# [Task statement]
Swap "matching instance" for "matching object" everywhere in the data below and keep everything else the same. Leave the pictures out of your answer.

[start The data]

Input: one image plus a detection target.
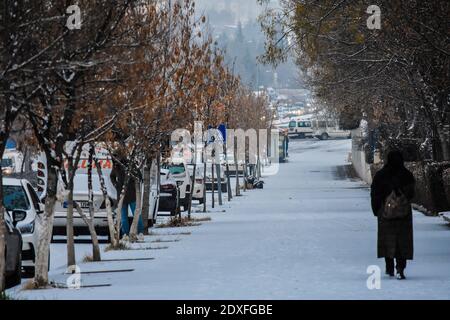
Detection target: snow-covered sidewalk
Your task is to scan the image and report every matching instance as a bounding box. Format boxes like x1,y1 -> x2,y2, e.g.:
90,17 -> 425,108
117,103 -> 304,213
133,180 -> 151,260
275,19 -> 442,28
10,140 -> 450,299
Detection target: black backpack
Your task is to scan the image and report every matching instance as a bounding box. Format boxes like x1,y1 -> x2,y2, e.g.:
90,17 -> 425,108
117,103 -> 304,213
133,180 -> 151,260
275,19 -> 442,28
383,190 -> 411,220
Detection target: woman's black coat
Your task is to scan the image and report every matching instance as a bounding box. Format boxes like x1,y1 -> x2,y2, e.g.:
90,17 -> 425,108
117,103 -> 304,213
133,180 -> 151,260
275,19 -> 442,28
371,161 -> 415,260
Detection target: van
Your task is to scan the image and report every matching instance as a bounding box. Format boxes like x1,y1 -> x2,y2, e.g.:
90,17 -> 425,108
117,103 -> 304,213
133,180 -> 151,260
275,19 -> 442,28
289,118 -> 314,139
311,118 -> 352,140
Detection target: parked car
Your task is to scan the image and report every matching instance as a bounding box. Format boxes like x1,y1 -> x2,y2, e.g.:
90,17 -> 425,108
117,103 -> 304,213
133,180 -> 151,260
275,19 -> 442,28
312,118 -> 352,140
289,117 -> 314,139
222,154 -> 245,177
188,164 -> 205,204
4,206 -> 25,289
163,163 -> 191,211
53,174 -> 116,236
34,142 -> 158,236
1,149 -> 23,176
205,163 -> 228,192
158,169 -> 177,216
3,178 -> 44,276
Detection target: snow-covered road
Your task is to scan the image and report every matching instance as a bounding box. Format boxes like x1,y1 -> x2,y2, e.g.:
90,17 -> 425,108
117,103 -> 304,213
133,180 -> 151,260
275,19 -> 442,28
7,140 -> 450,299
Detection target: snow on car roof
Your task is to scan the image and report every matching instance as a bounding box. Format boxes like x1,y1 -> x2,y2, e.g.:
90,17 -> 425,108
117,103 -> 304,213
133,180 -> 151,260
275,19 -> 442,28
2,178 -> 22,186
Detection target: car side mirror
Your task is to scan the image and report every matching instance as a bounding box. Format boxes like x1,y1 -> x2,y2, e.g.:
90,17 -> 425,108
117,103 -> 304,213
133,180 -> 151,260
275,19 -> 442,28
12,210 -> 27,226
36,203 -> 45,214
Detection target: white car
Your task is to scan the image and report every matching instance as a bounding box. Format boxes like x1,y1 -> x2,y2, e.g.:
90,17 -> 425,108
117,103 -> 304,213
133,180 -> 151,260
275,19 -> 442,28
53,174 -> 116,236
3,178 -> 44,276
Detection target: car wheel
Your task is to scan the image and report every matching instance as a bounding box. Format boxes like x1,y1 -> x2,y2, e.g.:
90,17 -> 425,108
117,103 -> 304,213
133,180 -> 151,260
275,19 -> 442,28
5,252 -> 22,288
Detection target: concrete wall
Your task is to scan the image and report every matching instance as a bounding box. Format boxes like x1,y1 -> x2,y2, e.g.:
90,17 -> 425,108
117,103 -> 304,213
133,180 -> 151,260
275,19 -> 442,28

[end The data]

# [Exercise result]
Input: one image plus a detection target.
Detection target: snow-covered sidewalk
Your task is to scan the image and report every matching object as a bounding box. Format boxes like x1,y1 -> x2,y2, e.g.:
90,17 -> 425,108
117,103 -> 304,213
133,180 -> 151,260
275,19 -> 442,28
10,140 -> 450,299
Detection target: black backpack
Your task is to scan the image and report every matching object as a bounding box. Format boxes like x1,y1 -> x2,y2, e.g.:
90,17 -> 425,108
117,103 -> 304,213
133,180 -> 151,260
275,19 -> 442,28
383,190 -> 411,220
Detection target: woman's black coat
Your task is to scan the image and report every matching object as a bounding box. Format boxes like x1,y1 -> x2,y2, e.g.:
90,17 -> 425,108
117,103 -> 304,213
133,180 -> 151,260
275,19 -> 442,28
371,161 -> 415,260
Detection target: van
Your task is to scan the image and report every matching object as a bounding box. Format boxes like x1,y1 -> x2,y2, e.g.:
90,17 -> 425,108
117,103 -> 304,213
133,180 -> 151,260
275,19 -> 442,28
289,118 -> 314,139
311,118 -> 352,140
Detection target: parked car
Your task is to scan the image and report every matching object as a bounding box. Format boxes like x1,y1 -> x2,y2, e.g.:
90,17 -> 425,108
117,103 -> 304,213
133,180 -> 151,260
275,19 -> 442,28
312,118 -> 352,140
289,117 -> 314,139
222,154 -> 245,177
188,164 -> 205,204
4,206 -> 25,289
163,163 -> 191,211
53,174 -> 116,236
34,142 -> 158,236
1,149 -> 23,176
205,163 -> 228,192
158,169 -> 177,216
3,178 -> 44,276
Detection target: snow-covered road
Your task is to scan the image and report every matching object as a bounding box. Format boxes like x1,y1 -> x2,y2, e.g.:
90,17 -> 425,108
117,103 -> 304,213
133,180 -> 151,260
275,19 -> 442,28
7,140 -> 450,299
Detection target: snow on car roof
Your task is to scan the image and report every matching object as a bounding box. Format boxes like x1,y1 -> x2,y2, e.g.:
90,17 -> 425,108
117,103 -> 304,213
133,180 -> 151,260
275,19 -> 442,28
2,178 -> 22,186
Detection target: car side mirror
Your task is to scan the image and report every matching object as a bounding box. Format boxes like x1,y1 -> x2,y2, e.g.:
90,17 -> 425,108
117,103 -> 304,213
133,180 -> 151,260
275,19 -> 442,28
12,210 -> 27,226
36,203 -> 45,214
Detection target: white car
Your task is to scan the image and report every matching object as a bounding box. Format boxes like x1,y1 -> x2,y2, e.g.:
90,17 -> 425,108
117,103 -> 304,213
133,180 -> 151,260
275,19 -> 442,28
53,174 -> 116,236
3,178 -> 44,276
Detection target: car wheel
Your task is to scan the image and report every matching object as a bounding box. Format boxes like x1,y1 -> x2,y2, e.g.:
90,17 -> 425,108
117,103 -> 304,213
133,180 -> 151,260
275,19 -> 442,28
5,252 -> 22,288
Detection target: concrete wall
Your task is to scan the image and report every matching object as a bounding box. Format boxes like x1,y1 -> x2,y2, e.g.:
90,17 -> 425,108
117,103 -> 304,213
133,180 -> 151,260
275,19 -> 442,28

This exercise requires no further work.